23 September 2020: Articles
Take Me Higher: A Case of Heart Failure at High Altitude Detected Using the CardioMEMS™ HF System
Unusual clinical course, Challenging differential diagnosis, Unusual setting of medical careMarcel M. Letourneau1ABCDEF*, Daniel Brancheau2ABCDEFG, Jessica Estes3CD, Marcel Zughaib1ABCDEFG
Am J Case Rep 2020; 21:e922857
BACKGROUND: The heart failure patient population can be challenging to treat and monitor. This is especially true when they travel to high altitudes where changes in pressure can affect their clinical status. The CardioMEMS™ HF System (Abbott Cardiovascular, Abbott Park, IL, USA) is an implanted miniature wireless device located in the pulmonary artery that transmits data on pulmonary artery pressure and heart rate. This data can be used to detect this dramatic invasive pressure change.

- Extracted records -

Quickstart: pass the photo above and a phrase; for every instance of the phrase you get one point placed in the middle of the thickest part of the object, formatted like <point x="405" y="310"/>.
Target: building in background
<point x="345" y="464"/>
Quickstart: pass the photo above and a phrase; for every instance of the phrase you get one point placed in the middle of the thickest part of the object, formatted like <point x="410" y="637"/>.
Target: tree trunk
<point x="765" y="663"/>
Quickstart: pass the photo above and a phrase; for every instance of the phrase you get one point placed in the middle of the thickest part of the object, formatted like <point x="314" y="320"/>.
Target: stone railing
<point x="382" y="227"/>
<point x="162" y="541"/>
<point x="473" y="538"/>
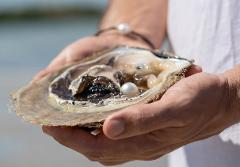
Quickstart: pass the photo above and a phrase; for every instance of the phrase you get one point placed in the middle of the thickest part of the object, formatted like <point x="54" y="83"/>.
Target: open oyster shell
<point x="84" y="94"/>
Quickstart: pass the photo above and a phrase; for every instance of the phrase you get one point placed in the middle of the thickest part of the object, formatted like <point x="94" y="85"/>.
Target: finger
<point x="112" y="163"/>
<point x="138" y="120"/>
<point x="40" y="75"/>
<point x="194" y="69"/>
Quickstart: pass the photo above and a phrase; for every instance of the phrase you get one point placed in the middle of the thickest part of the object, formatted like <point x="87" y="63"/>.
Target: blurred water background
<point x="28" y="41"/>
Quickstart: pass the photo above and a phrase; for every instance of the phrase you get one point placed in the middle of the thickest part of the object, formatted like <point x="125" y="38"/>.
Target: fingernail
<point x="117" y="127"/>
<point x="45" y="130"/>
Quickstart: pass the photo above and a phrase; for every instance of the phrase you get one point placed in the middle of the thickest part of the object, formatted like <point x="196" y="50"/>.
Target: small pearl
<point x="151" y="81"/>
<point x="130" y="89"/>
<point x="123" y="29"/>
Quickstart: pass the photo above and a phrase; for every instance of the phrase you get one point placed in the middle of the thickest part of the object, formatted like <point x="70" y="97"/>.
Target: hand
<point x="85" y="47"/>
<point x="195" y="108"/>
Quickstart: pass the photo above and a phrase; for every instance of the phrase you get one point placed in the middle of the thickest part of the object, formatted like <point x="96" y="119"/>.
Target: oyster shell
<point x="84" y="94"/>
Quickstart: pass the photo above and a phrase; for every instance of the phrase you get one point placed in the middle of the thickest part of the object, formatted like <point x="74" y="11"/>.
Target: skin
<point x="195" y="108"/>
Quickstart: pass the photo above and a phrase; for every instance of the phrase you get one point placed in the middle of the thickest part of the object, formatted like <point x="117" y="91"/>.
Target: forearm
<point x="233" y="78"/>
<point x="145" y="17"/>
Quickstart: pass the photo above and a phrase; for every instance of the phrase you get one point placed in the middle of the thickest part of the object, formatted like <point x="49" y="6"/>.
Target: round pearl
<point x="129" y="89"/>
<point x="123" y="29"/>
<point x="151" y="81"/>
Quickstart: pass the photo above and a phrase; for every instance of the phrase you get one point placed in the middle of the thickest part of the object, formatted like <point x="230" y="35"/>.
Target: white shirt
<point x="207" y="31"/>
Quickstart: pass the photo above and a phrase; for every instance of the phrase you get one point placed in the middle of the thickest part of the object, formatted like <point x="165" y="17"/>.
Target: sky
<point x="18" y="4"/>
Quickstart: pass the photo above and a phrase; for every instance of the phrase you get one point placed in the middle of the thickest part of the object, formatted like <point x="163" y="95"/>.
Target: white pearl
<point x="123" y="29"/>
<point x="151" y="81"/>
<point x="129" y="89"/>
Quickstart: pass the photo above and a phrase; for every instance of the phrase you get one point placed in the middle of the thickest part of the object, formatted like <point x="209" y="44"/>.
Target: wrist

- About this exercise -
From the heart failure case report, reproduce the text between "23 September 2020: Articles" and "invasive pressure change.", inclusive. None of the entries are needed for this.

- Output for this task -
23 September 2020: Articles
Take Me Higher: A Case of Heart Failure at High Altitude Detected Using the CardioMEMS™ HF System
Unusual clinical course, Challenging differential diagnosis, Unusual setting of medical careMarcel M. Letourneau1ABCDEF*, Daniel Brancheau2ABCDEFG, Jessica Estes3CD, Marcel Zughaib1ABCDEFG
Am J Case Rep 2020; 21:e922857
BACKGROUND: The heart failure patient population can be challenging to treat and monitor. This is especially true when they travel to high altitudes where changes in pressure can affect their clinical status. The CardioMEMS™ HF System (Abbott Cardiovascular, Abbott Park, IL, USA) is an implanted miniature wireless device located in the pulmonary artery that transmits data on pulmonary artery pressure and heart rate. This data can be used to detect this dramatic invasive pressure change.